▶ _WHAT NEEDS TO BE DONE_
Format each of the following entries as a numbered list, leaving out any blank lines.
================================
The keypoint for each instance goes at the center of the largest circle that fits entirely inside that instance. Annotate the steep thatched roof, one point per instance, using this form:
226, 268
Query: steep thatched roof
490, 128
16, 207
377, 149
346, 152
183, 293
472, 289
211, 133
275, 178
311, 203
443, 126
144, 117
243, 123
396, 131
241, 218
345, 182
================================
▶ _THE ANSWER_
1. The keypoint for each instance goes at the center of the largest circle that fits entirely inside that instance. Annotate the steep thatched roof, one point per instance, using this form:
2. 226, 268
3. Query: steep thatched roof
4. 490, 128
5. 16, 207
6. 377, 149
7. 346, 152
8. 183, 293
9. 472, 289
10. 211, 133
11. 275, 178
12. 311, 203
13. 443, 126
14. 144, 117
15. 243, 123
16. 396, 131
17. 241, 218
18. 345, 182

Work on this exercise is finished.